### Your goal
Write out the records below word for word, please.

(Items from a data source)
· · · ·
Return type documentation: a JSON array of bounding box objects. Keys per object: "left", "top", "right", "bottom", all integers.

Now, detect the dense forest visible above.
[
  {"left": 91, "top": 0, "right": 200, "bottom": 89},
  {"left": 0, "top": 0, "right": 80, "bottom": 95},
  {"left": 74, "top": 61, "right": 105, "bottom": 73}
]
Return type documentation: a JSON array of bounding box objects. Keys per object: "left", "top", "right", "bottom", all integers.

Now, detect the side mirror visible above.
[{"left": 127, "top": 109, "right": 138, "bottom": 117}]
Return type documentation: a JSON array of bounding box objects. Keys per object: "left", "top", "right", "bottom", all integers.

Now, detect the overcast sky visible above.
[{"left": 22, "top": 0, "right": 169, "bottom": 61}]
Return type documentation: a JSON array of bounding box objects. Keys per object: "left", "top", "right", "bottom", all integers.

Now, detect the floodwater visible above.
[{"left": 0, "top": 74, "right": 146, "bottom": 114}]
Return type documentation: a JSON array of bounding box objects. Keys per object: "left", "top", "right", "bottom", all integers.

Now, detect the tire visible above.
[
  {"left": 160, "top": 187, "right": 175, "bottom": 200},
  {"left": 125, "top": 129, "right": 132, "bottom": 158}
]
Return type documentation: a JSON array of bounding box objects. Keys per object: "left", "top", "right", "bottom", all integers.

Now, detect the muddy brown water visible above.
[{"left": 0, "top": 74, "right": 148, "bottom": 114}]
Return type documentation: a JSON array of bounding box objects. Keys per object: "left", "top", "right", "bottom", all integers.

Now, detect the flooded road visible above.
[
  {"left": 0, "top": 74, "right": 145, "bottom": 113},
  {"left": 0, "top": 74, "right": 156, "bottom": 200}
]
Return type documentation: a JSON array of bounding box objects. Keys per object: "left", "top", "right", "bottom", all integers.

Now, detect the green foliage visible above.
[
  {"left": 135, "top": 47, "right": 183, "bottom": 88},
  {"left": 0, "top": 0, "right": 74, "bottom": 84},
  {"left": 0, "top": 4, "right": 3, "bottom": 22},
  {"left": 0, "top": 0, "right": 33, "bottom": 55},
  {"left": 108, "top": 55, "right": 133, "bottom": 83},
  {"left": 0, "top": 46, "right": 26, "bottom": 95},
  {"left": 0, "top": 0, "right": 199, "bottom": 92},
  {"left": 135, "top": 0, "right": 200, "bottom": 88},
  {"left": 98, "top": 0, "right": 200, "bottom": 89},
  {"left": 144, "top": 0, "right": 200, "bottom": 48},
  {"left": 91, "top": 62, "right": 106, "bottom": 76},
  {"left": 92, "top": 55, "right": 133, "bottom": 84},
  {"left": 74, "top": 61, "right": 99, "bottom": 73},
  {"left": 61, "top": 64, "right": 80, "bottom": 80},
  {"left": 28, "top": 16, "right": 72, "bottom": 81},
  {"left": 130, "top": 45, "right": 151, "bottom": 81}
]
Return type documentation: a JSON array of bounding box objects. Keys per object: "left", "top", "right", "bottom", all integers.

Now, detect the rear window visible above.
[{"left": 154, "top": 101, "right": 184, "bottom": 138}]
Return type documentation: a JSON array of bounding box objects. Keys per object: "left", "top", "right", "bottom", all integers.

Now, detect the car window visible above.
· · · ·
### Answer
Return type documentation: a JSON array of bounding box objects. Keys per object: "left", "top", "right", "bottom", all integers.

Now, detect the dense forest visible above.
[
  {"left": 91, "top": 0, "right": 200, "bottom": 89},
  {"left": 0, "top": 0, "right": 80, "bottom": 95},
  {"left": 74, "top": 61, "right": 105, "bottom": 73}
]
Return type documentation: a JSON array of bounding box objects. Keys per object: "left", "top", "right", "bottom", all integers.

Now, detect the side mirror visible above.
[{"left": 127, "top": 109, "right": 138, "bottom": 117}]
Return type documentation: a JSON array of bounding box objects. Keys per object: "left", "top", "right", "bottom", all integers.

Now, detect the overcast sky visible above.
[{"left": 22, "top": 0, "right": 169, "bottom": 61}]
Return type documentation: a JSON array of bounding box objects. Keys per object: "left", "top", "right", "bottom", all integers.

Now, detect the floodwater visible above.
[{"left": 0, "top": 74, "right": 146, "bottom": 114}]
Return type documentation: a JSON array of bounding box objects. Keys per object: "left", "top", "right", "bottom", all integers.

Now, detect the tire visible above.
[
  {"left": 160, "top": 187, "right": 175, "bottom": 200},
  {"left": 125, "top": 129, "right": 132, "bottom": 158}
]
Return type documentation: a JSON array of bounding box objects. Keys per object: "left", "top", "right", "bottom", all integers.

Now, detect the muddy brown water visible above.
[{"left": 0, "top": 74, "right": 148, "bottom": 114}]
Return type documentation: a JSON array of bounding box objects. Keys per object: "left", "top", "right", "bottom", all integers.

Now, detect the flooded road visible above.
[
  {"left": 0, "top": 74, "right": 145, "bottom": 113},
  {"left": 0, "top": 74, "right": 156, "bottom": 200}
]
Return type documentation: a JSON array of bounding box objects. Keys per object: "left", "top", "right", "bottom", all integers.

Now, detect the green foliage visible above.
[
  {"left": 135, "top": 47, "right": 183, "bottom": 88},
  {"left": 0, "top": 0, "right": 74, "bottom": 84},
  {"left": 0, "top": 4, "right": 3, "bottom": 22},
  {"left": 0, "top": 0, "right": 33, "bottom": 55},
  {"left": 108, "top": 55, "right": 133, "bottom": 83},
  {"left": 0, "top": 46, "right": 26, "bottom": 95},
  {"left": 0, "top": 0, "right": 199, "bottom": 92},
  {"left": 135, "top": 0, "right": 200, "bottom": 88},
  {"left": 98, "top": 0, "right": 200, "bottom": 89},
  {"left": 144, "top": 0, "right": 200, "bottom": 48},
  {"left": 91, "top": 62, "right": 106, "bottom": 76},
  {"left": 92, "top": 55, "right": 133, "bottom": 84},
  {"left": 74, "top": 61, "right": 99, "bottom": 73},
  {"left": 61, "top": 64, "right": 80, "bottom": 80},
  {"left": 28, "top": 16, "right": 72, "bottom": 81},
  {"left": 130, "top": 45, "right": 151, "bottom": 81}
]
Return type documentation: a JSON array of bounding box objects. Keys per object: "left", "top", "right", "bottom", all integers.

Now, detect the rear window visible above.
[{"left": 154, "top": 101, "right": 184, "bottom": 138}]
Return type documentation: a JSON array of bounding box objects. Keys per object: "left", "top", "right", "bottom", all integers.

Now, detect the car window visible above.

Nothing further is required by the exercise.